# [Exercise instructions]
1. In the Timothy grass post, what altitude is the hay said to grow at?
2. Continue the Timothy grass post by writing the next part of the reply that doubts the claim about exhaust contamination.

:: Passage to read

Organic Timothy Grass

Our barn stored, organic Timothy Grass is grown by a well known Amish family in Colorado.

Our hay is cut, raked and baled with Percheron horse drawn machinery. This process prevents contamination from exhaust or chemicals found in conventionally made hay.

Our Timothy Grass grows at a high altitude of 8000’, with cold nights and all natural nitrogen, creating a higher protein.

Our Timothy is slow growing and cut young, once per year, making it highly palatable.

We are proud of our Timothy hay and offer an analysis upon request.

Pick up or delivery available.

The Green Oasis
3531 E Telegraph Rd
Fillmore, Ca 93015
Kessa 407 963 1768

[QUOTE=The Green Oasis;8573904]Our barn stored, organic Timothy Grass is grown by a well known Amish family in Colorado.

Our hay is cut, raked and baled with Percheron horse drawn machinery. This process prevents contamination from exhaust or chemicals found in conventionally made hay.

Our Timothy Grass grows at a high altitude of 8000’, with cold nights and all natural nitrogen, creating a higher protein.

Our Timothy is slow growing and cut young, once per year, making it highly palatable.

We are proud of our Timothy hay and offer an analysis upon request.

Pick up or delivery available.

The Green Oasis
3531 E Telegraph Rd
Fillmore, Ca 93015
Kessa 407 963 1768[/QUOTE]

“This process prevents contamination from exhaust or chemicals found in conventionally made hay”

Not to be snarky. But Please, that’s a bit of a stretch. The baler is pulled behind the tractor it is completely mechanical and is driven by a PTO shaft. The exhaust of the tractor go out a high stack and little to none will settle on and contaminate what is being baled.

::::
:: Data under study

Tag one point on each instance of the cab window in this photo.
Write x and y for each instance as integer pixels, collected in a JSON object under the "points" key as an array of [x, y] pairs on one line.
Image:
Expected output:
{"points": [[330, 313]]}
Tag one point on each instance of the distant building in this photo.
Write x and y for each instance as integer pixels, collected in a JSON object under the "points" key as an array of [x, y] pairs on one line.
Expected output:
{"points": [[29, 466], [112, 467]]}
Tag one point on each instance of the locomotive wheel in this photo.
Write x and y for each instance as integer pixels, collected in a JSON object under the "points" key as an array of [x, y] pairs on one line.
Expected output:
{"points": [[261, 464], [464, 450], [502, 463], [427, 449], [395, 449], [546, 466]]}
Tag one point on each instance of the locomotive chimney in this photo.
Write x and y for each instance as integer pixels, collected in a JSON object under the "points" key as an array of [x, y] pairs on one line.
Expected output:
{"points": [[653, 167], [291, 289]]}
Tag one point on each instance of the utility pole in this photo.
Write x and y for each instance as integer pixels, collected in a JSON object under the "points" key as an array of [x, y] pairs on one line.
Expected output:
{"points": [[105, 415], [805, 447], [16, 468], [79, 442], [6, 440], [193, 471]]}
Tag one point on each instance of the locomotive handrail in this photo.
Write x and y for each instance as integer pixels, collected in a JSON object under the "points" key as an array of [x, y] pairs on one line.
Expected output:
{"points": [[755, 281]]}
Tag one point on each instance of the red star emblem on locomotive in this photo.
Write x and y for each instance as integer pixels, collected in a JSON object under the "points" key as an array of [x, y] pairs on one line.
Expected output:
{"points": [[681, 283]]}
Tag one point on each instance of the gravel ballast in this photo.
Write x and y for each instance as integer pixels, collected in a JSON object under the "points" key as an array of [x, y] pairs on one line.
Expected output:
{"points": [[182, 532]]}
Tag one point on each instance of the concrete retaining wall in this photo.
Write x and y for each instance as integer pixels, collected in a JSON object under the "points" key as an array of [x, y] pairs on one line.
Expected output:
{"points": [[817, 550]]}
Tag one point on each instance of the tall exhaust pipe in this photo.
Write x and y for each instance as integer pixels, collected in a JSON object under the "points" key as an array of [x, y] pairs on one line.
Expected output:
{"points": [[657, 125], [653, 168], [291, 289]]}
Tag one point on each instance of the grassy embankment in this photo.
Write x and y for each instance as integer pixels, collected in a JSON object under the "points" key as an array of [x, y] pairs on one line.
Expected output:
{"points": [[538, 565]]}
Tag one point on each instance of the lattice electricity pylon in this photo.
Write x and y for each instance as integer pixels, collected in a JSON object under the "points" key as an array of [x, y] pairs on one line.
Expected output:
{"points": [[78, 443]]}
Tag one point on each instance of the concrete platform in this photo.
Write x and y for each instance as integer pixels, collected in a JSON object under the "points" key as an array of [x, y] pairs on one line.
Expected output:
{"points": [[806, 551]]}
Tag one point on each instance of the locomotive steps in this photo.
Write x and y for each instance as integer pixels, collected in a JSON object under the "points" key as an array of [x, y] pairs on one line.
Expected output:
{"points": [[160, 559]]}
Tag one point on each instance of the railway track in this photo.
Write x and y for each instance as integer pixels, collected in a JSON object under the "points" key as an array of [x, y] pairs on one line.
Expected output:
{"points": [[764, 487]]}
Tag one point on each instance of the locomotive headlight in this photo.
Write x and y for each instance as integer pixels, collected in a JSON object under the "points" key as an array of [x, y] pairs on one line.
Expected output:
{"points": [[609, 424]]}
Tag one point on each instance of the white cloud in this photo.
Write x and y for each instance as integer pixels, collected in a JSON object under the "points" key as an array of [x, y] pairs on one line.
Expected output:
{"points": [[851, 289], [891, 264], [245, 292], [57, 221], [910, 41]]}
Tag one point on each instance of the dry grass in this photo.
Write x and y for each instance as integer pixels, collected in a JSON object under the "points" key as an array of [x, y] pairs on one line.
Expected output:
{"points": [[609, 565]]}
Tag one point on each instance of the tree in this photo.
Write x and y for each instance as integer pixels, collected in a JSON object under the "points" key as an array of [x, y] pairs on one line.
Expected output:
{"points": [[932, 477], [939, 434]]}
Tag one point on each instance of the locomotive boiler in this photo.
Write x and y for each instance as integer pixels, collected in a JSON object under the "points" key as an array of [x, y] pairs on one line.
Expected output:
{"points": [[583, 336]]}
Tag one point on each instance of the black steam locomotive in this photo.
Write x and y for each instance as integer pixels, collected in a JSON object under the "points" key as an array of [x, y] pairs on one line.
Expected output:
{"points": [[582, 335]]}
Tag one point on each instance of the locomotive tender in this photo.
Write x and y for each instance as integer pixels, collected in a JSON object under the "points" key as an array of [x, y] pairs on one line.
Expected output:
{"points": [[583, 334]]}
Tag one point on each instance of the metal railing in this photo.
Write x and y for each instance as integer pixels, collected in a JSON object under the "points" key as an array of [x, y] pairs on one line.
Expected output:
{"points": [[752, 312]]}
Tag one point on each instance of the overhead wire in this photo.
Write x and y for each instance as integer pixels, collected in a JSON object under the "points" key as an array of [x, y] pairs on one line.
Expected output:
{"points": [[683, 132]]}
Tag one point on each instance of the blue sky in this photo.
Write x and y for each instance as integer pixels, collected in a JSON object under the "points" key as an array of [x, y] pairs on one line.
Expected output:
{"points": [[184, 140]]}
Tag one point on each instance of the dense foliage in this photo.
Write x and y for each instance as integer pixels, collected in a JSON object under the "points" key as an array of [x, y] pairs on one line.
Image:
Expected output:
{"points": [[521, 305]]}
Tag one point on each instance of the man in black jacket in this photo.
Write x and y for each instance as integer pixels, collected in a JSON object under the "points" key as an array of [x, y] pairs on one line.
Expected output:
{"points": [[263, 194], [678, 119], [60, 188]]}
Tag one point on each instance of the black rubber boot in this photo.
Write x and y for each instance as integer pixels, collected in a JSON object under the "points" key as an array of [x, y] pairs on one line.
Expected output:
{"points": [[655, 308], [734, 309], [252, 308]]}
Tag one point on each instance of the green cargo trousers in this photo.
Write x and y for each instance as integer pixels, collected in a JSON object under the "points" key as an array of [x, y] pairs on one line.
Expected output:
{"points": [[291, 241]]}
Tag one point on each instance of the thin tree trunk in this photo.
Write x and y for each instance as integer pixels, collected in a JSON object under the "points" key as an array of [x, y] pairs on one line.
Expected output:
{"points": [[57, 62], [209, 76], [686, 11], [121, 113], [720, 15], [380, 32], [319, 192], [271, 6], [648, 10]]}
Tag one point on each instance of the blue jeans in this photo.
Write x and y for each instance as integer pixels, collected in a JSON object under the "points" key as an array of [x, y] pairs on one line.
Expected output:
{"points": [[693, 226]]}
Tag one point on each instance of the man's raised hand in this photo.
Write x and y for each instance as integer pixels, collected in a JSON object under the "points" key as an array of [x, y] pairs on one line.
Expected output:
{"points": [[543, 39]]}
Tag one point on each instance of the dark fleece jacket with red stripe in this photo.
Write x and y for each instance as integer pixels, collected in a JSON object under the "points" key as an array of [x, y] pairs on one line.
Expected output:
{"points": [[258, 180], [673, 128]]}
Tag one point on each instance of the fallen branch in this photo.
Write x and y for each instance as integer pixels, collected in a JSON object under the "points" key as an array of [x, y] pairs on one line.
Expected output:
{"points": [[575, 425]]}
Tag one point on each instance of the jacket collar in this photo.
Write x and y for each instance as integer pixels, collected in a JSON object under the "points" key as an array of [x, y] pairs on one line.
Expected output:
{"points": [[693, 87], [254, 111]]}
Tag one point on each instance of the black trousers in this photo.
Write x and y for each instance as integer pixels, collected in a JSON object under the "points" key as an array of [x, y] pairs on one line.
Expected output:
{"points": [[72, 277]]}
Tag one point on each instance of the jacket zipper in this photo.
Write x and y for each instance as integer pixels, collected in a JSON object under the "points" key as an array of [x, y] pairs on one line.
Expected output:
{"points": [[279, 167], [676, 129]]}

::::

# [Exercise responses]
1. It grows at a high altitude of 8000’.

2.
I live in Amish country PA and the balers they use are pulled by a team of horses. BUT they use a standard baler that has an engine mounted on it. While I am sure there are some VERY traditional Amish left using ancient horse drawn hay balers they certainly couldn’t make enough to supply a commercial market. And certainly wouldn’t make a better bale of “organic hay”.

Considering the amount of labor and time it takes to make good hay with modern equipment and the return on investment, time and labor is marginal. I can’t see how it would be anyway near profitable enough to make any quantity at a price people are willing to pay to make it with completely horse draw equipment.

I lived in Colorado and I grow Timothy and its cousin Orchard in PA. Colorado’s climate is not that conducive to growing of either. This variety of grass hay was cultivated originally in New Hampshire. Lot of moisture, cool evenings and humidity. It grows well from Maryland to parts north. Timothy grows even better a bit more north. We get at least 2 if not 3 very good cuttings a season.